Return, word for word, only the lines from the one containing "find the stethoscope ear" through the last line of the entries.

Extracted records:
%%

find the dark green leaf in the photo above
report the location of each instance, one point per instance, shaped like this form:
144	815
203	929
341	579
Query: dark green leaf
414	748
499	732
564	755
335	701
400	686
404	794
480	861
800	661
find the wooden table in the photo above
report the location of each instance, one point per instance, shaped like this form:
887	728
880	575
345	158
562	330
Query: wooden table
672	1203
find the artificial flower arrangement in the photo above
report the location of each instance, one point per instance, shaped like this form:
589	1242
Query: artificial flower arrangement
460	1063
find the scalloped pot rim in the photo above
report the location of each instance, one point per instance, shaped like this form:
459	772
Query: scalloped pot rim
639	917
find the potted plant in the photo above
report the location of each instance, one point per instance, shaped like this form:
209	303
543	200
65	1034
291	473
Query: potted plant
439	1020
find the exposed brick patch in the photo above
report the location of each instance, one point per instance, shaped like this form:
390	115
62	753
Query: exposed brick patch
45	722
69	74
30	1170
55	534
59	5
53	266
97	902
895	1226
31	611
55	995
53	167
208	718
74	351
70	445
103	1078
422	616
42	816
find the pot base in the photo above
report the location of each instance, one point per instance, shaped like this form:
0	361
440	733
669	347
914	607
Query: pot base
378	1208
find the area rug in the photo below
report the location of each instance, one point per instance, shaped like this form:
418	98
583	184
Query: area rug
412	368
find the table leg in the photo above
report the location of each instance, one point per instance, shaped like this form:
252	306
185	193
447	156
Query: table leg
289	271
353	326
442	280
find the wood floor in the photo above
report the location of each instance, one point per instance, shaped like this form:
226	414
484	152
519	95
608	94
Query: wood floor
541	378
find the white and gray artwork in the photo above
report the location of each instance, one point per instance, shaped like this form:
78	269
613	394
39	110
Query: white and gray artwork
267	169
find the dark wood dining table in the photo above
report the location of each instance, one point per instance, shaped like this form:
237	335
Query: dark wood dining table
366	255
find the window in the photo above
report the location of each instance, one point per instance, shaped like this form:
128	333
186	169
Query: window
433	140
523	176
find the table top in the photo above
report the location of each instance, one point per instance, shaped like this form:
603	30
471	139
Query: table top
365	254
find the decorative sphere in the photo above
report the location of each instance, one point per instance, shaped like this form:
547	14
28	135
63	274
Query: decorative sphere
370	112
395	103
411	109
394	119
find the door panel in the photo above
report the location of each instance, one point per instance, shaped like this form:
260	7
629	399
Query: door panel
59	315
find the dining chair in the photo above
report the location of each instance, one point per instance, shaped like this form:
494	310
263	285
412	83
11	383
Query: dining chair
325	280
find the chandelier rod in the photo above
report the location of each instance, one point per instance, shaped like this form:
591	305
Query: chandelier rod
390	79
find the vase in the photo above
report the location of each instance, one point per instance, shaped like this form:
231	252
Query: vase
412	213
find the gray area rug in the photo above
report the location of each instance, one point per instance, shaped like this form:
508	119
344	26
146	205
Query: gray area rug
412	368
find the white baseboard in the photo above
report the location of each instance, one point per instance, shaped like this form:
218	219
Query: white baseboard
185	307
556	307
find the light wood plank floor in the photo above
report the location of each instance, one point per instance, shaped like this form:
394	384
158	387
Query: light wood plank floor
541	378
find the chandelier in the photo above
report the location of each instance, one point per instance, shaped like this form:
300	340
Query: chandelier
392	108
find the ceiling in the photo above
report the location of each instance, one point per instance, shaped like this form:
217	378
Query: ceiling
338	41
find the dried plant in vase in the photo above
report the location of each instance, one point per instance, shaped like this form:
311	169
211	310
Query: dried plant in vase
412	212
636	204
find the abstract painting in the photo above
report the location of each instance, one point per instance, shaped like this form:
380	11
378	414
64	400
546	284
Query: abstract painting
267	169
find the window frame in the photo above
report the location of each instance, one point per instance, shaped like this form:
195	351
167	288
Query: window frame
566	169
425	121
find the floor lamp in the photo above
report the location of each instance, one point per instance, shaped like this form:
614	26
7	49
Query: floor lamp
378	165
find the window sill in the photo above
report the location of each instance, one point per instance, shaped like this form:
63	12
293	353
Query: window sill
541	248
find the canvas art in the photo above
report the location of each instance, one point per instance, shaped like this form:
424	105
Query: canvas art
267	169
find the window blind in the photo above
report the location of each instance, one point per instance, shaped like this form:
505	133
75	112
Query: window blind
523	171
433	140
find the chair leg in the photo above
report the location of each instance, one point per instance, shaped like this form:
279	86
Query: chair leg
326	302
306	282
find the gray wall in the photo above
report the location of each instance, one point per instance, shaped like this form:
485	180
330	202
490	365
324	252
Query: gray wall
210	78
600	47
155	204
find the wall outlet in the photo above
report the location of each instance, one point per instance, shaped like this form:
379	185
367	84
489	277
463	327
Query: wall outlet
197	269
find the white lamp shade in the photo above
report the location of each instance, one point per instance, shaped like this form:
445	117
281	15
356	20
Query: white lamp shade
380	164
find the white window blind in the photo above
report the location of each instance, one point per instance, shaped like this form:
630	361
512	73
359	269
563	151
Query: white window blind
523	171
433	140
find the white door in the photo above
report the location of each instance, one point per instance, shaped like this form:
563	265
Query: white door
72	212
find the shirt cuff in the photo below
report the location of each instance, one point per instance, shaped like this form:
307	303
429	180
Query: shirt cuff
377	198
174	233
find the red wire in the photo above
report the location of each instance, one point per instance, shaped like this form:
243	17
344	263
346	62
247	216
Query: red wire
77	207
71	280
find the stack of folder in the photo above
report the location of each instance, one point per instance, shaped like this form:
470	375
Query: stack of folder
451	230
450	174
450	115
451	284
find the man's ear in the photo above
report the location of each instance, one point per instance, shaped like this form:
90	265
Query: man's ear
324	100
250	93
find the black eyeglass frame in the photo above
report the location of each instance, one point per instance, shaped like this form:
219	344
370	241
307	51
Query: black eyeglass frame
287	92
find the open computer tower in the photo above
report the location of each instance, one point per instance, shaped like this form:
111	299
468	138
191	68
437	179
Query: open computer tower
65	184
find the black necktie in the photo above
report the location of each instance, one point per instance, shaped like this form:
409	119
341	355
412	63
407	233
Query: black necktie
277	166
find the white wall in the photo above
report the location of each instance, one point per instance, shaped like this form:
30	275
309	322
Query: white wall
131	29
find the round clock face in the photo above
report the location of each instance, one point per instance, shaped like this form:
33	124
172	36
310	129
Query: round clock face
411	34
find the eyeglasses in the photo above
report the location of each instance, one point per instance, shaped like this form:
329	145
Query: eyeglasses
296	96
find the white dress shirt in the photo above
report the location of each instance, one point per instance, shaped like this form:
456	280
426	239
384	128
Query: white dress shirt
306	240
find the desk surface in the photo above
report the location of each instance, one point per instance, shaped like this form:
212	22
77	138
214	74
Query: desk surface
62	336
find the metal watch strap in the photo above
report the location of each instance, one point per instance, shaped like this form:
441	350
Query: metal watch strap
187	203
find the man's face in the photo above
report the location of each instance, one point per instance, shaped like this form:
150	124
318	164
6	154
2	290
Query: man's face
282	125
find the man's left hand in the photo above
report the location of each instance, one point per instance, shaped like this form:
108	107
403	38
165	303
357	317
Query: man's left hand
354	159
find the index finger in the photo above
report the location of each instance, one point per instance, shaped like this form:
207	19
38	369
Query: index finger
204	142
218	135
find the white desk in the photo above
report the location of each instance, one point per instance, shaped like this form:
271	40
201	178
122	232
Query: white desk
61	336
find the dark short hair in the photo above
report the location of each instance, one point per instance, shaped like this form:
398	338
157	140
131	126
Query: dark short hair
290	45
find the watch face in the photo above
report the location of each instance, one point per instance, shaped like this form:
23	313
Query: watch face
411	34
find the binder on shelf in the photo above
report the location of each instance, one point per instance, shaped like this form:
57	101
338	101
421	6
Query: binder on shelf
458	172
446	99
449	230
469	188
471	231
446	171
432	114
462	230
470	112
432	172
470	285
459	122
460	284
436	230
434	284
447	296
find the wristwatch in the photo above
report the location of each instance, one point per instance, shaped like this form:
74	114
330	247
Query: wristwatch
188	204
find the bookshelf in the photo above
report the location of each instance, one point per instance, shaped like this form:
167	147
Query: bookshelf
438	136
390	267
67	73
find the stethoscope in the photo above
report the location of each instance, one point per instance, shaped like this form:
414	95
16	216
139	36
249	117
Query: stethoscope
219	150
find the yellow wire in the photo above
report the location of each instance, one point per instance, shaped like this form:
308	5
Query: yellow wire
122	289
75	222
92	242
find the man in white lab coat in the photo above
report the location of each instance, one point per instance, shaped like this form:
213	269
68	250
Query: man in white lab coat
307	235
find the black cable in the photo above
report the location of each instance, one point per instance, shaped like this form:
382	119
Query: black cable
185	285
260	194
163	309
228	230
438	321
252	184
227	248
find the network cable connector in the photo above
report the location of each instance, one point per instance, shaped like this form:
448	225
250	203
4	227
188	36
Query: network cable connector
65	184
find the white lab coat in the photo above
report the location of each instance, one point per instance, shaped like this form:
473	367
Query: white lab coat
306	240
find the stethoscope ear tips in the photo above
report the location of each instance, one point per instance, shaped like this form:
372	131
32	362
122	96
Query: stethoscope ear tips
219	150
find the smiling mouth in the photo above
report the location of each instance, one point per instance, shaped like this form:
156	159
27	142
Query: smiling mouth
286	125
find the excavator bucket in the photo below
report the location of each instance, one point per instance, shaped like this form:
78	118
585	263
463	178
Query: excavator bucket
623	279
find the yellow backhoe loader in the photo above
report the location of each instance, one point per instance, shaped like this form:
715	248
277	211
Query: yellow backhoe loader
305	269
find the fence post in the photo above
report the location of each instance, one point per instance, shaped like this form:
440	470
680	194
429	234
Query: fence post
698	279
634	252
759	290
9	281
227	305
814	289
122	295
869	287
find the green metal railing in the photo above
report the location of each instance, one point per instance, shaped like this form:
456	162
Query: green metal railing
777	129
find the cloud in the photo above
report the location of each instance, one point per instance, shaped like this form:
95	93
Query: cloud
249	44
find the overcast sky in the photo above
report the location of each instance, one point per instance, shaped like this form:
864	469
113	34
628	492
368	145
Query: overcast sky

%%

Finished exercise:
find the stethoscope ear tips in the photo above
report the location of each instance, one point per instance, shaped like this form:
372	131
32	362
122	96
Query: stethoscope ear tips
219	150
find the smiling mouth in the photo above
report the location of each instance, one point per instance, shaped like this form:
156	159
27	142
Query: smiling mouth
286	125
find the excavator bucket in the photo below
report the location of each instance, one point per instance, shaped like this form:
78	118
585	263
463	178
Query: excavator bucket
623	279
find the yellow backhoe loader in the photo above
report the location of each instance, one point per instance, shaped like this form:
715	248
277	211
Query: yellow backhoe loader
305	269
find the fence post in the photo above
report the location of each instance, one point per instance, shaped like this form:
440	470
680	194
429	234
Query: fence post
698	279
634	252
759	290
9	281
227	305
814	289
122	295
869	287
find the green metal railing in the photo above
report the location of each instance, one point per instance, shaped like this form:
456	162
Query: green metal railing
777	129
find the cloud in the photo above
report the location of each instance, one point per instance, shaped like this form:
95	93
Query: cloud
249	44
find the overcast sky in the photo above
report the location of each instance, one point per instance, shaped like this form:
864	469
113	34
628	492
368	145
Query: overcast sky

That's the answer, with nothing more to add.